=== Material for this task ===

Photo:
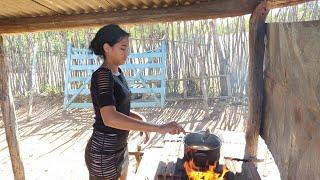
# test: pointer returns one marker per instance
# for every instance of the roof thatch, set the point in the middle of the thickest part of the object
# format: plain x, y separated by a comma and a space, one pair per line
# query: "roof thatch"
34, 15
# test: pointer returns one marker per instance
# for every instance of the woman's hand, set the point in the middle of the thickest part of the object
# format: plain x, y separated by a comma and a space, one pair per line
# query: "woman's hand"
171, 127
146, 136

===

▶ **Given request**
Recast every line of the rows above as a Markdown table with two columns, Line (its sequential number) and Content (the line itself). Skip blank lines and leave the pictures out.

▶ **Exercise output**
| Line | Content |
|---|---|
| 1 | Photo: |
| 2 | # test: pointer returns one marker per instance |
| 3 | # for every instance of the roof thatch, set the point in the middle of the thickest part of the object |
| 4 | # format: plain x, y separated by a comma and a space, one pair per line |
| 5 | # query: "roof thatch" |
| 6 | 34, 15 |
| 7 | # test: pointer returns one marker per instance |
| 8 | # for every instance of the woman's hand, set the point in the middle of the thickest part of the object |
| 9 | # format: plain x, y separated by a comma and a space, one pair per line |
| 10 | # query: "woman's hand" |
| 11 | 171, 127 |
| 12 | 146, 136 |